— Exercise brief —
Please rewrite the entries below with every "drop a point" changed to "place a mark", keeping everything else the same.

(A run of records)
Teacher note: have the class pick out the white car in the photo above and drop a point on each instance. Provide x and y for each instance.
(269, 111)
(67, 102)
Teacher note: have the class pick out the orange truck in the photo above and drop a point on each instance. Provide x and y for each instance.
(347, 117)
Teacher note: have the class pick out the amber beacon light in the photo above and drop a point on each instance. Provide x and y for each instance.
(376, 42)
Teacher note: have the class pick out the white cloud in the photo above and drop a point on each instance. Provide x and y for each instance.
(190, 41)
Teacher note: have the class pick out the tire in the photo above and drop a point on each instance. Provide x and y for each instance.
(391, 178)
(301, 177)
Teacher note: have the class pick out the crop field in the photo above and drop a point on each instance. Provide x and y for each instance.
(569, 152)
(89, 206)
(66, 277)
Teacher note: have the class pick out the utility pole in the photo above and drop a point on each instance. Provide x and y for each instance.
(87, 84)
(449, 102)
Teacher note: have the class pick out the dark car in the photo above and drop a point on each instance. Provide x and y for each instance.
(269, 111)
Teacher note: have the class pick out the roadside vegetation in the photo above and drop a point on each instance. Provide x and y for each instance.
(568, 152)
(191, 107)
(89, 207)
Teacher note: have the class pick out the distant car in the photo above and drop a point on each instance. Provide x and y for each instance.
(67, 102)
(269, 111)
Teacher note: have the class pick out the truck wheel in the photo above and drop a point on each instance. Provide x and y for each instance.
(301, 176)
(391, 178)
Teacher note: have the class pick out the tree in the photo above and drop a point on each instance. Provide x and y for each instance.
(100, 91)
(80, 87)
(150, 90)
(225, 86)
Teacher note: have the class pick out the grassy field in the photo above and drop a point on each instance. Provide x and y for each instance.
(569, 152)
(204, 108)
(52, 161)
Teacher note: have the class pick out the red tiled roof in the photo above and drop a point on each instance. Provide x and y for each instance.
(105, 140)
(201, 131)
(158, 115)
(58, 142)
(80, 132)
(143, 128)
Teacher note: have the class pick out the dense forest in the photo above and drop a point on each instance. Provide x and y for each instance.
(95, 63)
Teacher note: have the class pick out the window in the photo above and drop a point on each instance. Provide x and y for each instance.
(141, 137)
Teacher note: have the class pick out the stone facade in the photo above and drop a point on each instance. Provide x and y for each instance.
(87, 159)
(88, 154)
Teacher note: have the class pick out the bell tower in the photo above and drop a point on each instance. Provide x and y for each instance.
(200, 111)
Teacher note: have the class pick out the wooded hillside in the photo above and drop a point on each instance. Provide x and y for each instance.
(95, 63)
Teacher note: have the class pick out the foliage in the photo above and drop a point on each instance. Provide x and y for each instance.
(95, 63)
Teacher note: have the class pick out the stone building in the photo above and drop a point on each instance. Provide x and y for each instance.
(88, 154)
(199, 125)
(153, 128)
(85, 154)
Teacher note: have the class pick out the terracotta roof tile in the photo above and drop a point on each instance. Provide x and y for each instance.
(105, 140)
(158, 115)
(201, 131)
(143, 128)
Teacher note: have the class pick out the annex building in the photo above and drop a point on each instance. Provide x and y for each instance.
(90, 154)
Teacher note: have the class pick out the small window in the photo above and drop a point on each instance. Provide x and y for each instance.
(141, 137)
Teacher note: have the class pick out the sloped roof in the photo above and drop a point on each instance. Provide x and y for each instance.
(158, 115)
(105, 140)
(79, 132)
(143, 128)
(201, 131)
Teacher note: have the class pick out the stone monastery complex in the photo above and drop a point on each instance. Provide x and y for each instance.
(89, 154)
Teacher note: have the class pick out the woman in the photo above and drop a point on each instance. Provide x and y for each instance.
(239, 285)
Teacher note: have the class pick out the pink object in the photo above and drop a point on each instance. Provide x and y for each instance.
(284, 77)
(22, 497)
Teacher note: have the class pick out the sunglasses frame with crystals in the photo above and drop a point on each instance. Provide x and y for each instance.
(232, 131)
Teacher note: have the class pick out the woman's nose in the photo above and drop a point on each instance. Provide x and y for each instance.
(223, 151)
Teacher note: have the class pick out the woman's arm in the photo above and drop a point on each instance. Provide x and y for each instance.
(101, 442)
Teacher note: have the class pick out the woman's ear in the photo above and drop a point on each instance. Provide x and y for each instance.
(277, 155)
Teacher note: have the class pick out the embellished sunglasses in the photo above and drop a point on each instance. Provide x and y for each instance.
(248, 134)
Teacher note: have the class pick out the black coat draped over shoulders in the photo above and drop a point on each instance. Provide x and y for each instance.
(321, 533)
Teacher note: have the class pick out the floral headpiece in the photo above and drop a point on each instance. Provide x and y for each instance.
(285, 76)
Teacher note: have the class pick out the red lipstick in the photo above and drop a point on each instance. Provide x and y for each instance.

— Solved exercise —
Teacher note: have the class pick out the white car in the photo above and place a mark on each instance. Provide x and y for each instance.
(269, 111)
(67, 102)
Teacher note: have the class pick out the orange truck in the photo above and place a mark on each instance. Provide x and y for each instance.
(347, 117)
Teacher note: have the class pick out the amber beacon light in the photo above and place a mark on each instance. Provide x and y for each instance.
(376, 42)
Teacher note: have the class pick out the white cloud in the photo above and place a mark on each instance. Provide x and y for each instance.
(190, 41)
Teacher note: have the class pick out the tire in the photo above and place a mark on each instance. Provide x and y for each instance.
(391, 178)
(301, 177)
Teacher note: have the class pick out the crop field in the photo above and place a mark on each instance. Provide x and y for each instance.
(569, 152)
(89, 206)
(66, 277)
Teacher note: have the class pick out the utility pole in the photo above and place a mark on each instance. Provide x and y for each instance.
(87, 84)
(449, 102)
Teacher note: have the class pick out the dark car in the photo above and place a mark on each instance. Provide x and y for each instance.
(269, 111)
Teacher note: have the class pick out the roadside vegetation in the photo above and place a mark on each instance. Provide x and y for each instance.
(568, 152)
(191, 107)
(89, 207)
Teacher note: have the class pick out the distant car in the photo above and place a mark on each instance. Provide x and y for each instance.
(67, 102)
(269, 111)
Teacher note: have the class pick out the truck wheel in the photo above and place a mark on each instance. Provide x and y for each instance.
(301, 176)
(391, 178)
Teacher note: have the class pick out the tree in the photo above and place a mark on each instance. Provide x and y for each instance.
(100, 91)
(80, 87)
(150, 90)
(225, 86)
Teacher note: have the class pick out the grassy field in the photo above and place a mark on each instance. Provide x and y for each instance.
(569, 152)
(204, 108)
(52, 161)
Teacher note: have the class pick out the red tiled roof in the photo above and place a mark on each instance. Provide x and y for each instance.
(105, 140)
(201, 131)
(158, 115)
(58, 142)
(80, 132)
(143, 128)
Teacher note: have the class pick out the dense forest in the photo above and place a mark on each instance. Provide x and y for each instance.
(95, 63)
Teacher note: have the class pick out the window in the photo above and place a mark on each instance. Provide x and y for each instance.
(141, 137)
Teacher note: have the class pick out the stone facade in the photo above and place a mark on each instance. Provide x and y for each instance.
(87, 159)
(88, 154)
Teacher note: have the class pick out the bell tower in the photo above and place a mark on each instance. Provide x and y for each instance.
(200, 111)
Teacher note: have the class pick out the wooded hillside in the photo above and place a mark on each instance. Provide x and y for each instance.
(95, 63)
Teacher note: have the class pick out the foliage in the photo above and place a mark on each instance. Provide x and y for each instance.
(95, 63)
Teacher note: have the class pick out the stone building in the photo above and place a mark on each instance. Provide x and y for each instance.
(88, 154)
(199, 125)
(153, 128)
(85, 154)
Teacher note: have the class pick out the terracotta roof tile in the photo above and place a mark on each instance. Provide x and y for each instance.
(105, 140)
(158, 115)
(201, 131)
(143, 128)
Teacher note: have the class pick out the annex building in the photo above and place a mark on each instance. Provide x and y for each instance.
(90, 154)
Teacher note: have the class pick out the small window in the photo above and place a mark on each instance. Provide x and y for each instance.
(141, 137)
Teacher note: have the class pick out the sloped roof in the photo above and place a mark on each instance. Provide x and y for each instance.
(158, 115)
(105, 140)
(79, 132)
(143, 128)
(201, 131)
Teacher note: have the class pick out the stone monastery complex in the photo above and place a mark on each instance. Provide x and y for each instance.
(89, 154)
Teacher note: have the class pick out the woman in the photo above and place a mark on each instance. Provide x and y for each instance.
(239, 285)
Teacher note: have the class pick out the pink object in the photo above and place a mark on each instance. Provide x and y for each instance.
(284, 77)
(22, 497)
Teacher note: have the class pick out the sunglasses frame with crystals in the photo above and place a mark on each instance. Provide x and y for each instance.
(232, 131)
Teacher note: have the class pick out the woman's nose in the photo above and place a mark on each instance. Provide x and y for each instance.
(223, 151)
Teacher note: have the class pick out the woman's arm in the photo above and place a mark on each instance. Provide x and y for each instance.
(101, 442)
Teacher note: have the class pick out the woman's ear in the photo above and place a mark on each instance. Provide x and y for each instance.
(277, 155)
Teacher note: have the class pick out the embellished sunglasses in the photo above and place a mark on each instance. Provide x and y for each instance.
(248, 134)
Teacher note: have the class pick out the black coat draped over shoulders in the photo above and place a mark on each instance. Provide x and y for each instance.
(321, 533)
Teacher note: have the class pick out the floral headpiece in the photo above and place a mark on each instance. Provide x and y for each instance.
(285, 76)
Teacher note: have the class pick out the red lipstick in the photo above and place a mark on each instance. Provide x and y for each instance.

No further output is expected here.